▸ **EXCERPT PROVIDED**

Finci came to Caux with a group from his country's different communities and regions--`Bosnia in small'--involved in developing the truth and reconciliation process. `Our approach is simple,' he says. `The war in Bosnia finished with three losing sides. Each is teaching their children a different history, that their neighbours are their enemies. On this basis, it's hard to expect anything but war in the years ahead.'

In setting up the truth and reconciliation process, Finci and his colleagues have drawn on the experience of South Africa and South America, but there are important differences. This will be the first Truth and Reconciliation Commission (TRC) to be organized in Europe, and the first where there is already a special international tribunal for war criminals. The TRC is concerned with the victims and perpetrators who do not reach the tribunal in The Hague.

Finci lists three main groups who will testify: victims; those perpetrators who qualified for the general amnesty granted to all except war criminals, but still may not be able to sleep at night; and those who were regarded as traitors by their own people because they helped people of other communities. He hopes that the public hearings will act as `some kind of psychotherapy' and provide the material for a database through which missing people can be traced and on which future history can be based.

▸ **STATED PROBLEM A**
Report every line of the records that contains the string "hillside", treating uppercase and lowercase letters as different.

▸ **EXCERPTED RECORDS**
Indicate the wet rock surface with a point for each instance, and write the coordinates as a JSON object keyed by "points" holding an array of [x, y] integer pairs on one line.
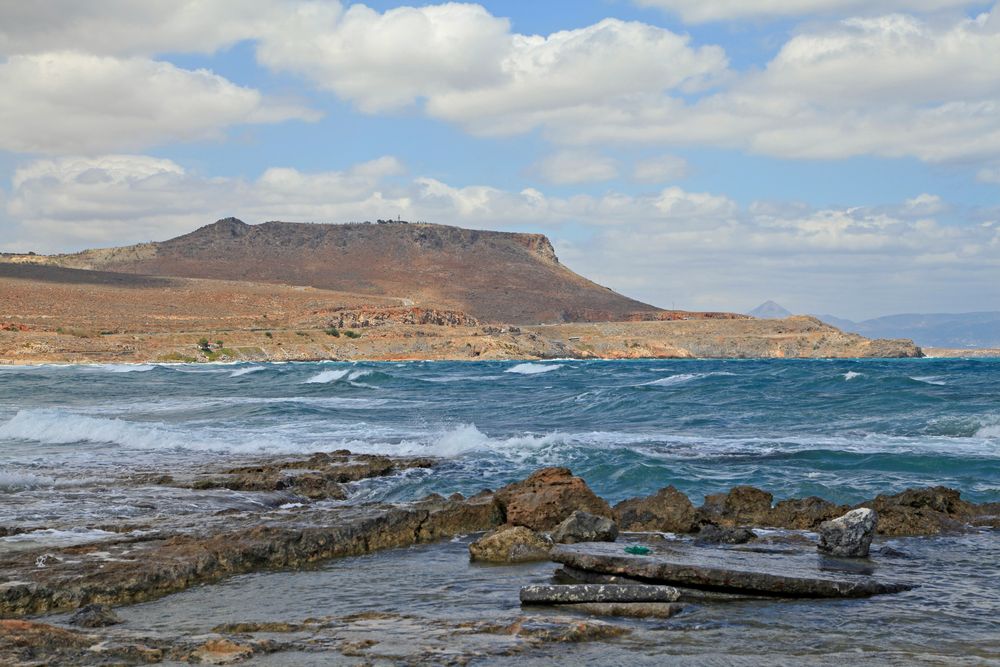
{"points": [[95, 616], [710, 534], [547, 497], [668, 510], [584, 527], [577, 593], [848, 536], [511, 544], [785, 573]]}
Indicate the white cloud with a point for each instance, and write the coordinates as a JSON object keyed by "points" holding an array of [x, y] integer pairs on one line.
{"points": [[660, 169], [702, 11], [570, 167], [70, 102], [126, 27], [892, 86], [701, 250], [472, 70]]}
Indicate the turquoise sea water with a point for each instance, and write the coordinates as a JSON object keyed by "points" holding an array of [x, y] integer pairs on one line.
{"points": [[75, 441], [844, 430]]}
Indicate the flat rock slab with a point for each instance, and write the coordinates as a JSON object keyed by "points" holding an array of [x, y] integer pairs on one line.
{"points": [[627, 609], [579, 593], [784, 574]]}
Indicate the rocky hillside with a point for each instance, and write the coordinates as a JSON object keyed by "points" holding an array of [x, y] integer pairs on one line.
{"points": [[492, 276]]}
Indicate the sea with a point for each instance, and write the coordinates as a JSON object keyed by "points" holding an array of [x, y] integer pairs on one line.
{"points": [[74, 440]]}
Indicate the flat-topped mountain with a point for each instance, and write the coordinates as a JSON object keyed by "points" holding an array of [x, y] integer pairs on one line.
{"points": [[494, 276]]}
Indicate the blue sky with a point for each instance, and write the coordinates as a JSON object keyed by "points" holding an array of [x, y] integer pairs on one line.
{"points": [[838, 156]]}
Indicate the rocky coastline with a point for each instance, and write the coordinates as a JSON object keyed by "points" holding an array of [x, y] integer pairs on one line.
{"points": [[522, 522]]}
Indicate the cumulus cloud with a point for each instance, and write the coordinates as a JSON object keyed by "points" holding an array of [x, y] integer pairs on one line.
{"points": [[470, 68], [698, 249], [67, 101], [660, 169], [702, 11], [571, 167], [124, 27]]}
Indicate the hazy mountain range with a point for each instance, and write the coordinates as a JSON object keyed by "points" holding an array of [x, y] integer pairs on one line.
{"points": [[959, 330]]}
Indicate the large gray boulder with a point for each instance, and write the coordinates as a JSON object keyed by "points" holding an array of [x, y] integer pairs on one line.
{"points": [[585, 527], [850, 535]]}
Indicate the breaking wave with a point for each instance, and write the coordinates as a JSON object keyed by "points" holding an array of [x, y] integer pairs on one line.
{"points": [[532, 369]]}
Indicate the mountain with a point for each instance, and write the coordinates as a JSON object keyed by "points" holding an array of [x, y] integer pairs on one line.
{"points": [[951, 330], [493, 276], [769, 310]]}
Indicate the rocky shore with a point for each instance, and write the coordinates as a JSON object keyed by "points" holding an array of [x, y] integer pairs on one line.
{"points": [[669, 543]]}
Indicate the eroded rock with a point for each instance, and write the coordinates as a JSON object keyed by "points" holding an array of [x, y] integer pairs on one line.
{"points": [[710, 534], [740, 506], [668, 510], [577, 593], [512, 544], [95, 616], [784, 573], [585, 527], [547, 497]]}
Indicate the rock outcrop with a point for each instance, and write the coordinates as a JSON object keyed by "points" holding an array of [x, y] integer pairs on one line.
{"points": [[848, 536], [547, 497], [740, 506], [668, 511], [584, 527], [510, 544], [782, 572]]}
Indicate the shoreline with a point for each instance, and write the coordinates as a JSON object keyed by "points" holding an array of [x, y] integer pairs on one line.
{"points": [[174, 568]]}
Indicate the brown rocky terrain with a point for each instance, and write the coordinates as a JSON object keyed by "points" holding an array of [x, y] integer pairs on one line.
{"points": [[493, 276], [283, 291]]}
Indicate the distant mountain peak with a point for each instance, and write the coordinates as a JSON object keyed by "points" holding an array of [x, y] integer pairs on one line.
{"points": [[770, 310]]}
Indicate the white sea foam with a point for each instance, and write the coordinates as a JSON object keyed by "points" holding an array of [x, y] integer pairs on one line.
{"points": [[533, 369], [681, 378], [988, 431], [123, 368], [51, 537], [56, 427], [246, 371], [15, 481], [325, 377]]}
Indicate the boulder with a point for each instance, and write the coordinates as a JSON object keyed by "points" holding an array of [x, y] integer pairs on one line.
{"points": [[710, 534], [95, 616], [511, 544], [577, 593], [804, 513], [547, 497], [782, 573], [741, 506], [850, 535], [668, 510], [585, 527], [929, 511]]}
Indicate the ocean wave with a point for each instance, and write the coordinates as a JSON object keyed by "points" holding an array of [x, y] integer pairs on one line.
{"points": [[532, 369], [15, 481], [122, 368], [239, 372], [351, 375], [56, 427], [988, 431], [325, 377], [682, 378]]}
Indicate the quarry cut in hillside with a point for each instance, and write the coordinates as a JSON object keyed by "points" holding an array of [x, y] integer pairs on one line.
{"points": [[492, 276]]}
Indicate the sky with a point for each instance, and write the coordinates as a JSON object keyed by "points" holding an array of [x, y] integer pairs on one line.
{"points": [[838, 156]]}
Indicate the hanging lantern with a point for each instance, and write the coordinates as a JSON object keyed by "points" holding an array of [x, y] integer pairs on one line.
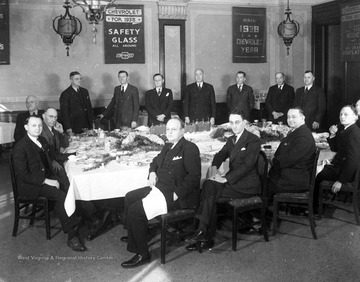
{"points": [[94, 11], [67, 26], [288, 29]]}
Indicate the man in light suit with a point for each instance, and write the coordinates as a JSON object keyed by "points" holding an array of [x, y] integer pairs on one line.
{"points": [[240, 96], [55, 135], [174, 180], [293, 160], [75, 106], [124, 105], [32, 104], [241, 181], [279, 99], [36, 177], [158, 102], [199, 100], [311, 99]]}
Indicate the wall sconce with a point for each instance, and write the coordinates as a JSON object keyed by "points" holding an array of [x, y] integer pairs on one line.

▸ **STATED PROBLEM B**
For each statement about the text on the truth and reconciliation process in Bosnia, answer yes or no depending on whether the text agrees with it, and quote the words of the text that decide it. (i) The commission will be the first of its kind organized in Europe. (ii) The commission deals with perpetrators who reach the tribunal in The Hague. (iii) Finci came to Caux alone.

▸ **TASK RESPONSE A**
Indicate the rocky hillside with a point for each instance, and write the coordinates as a JSON object keyed by "points" holding an array of [x, y] integer pairs on one line.
Indicate the quarry cut in hillside with a point for each instance, and write the coordinates as a JSON object keyed by "points" holding an array of [x, y] integer pairs on one line.

▸ **TASK RESPONSE B**
(i) Yes: "This will be the first Truth and Reconciliation Commission (TRC) to be organized in Europe"
(ii) No: "The TRC is concerned with the victims and perpetrators who do not reach the tribunal in The Hague."
(iii) No: "Finci came to Caux with a group from his country's different communities and regions"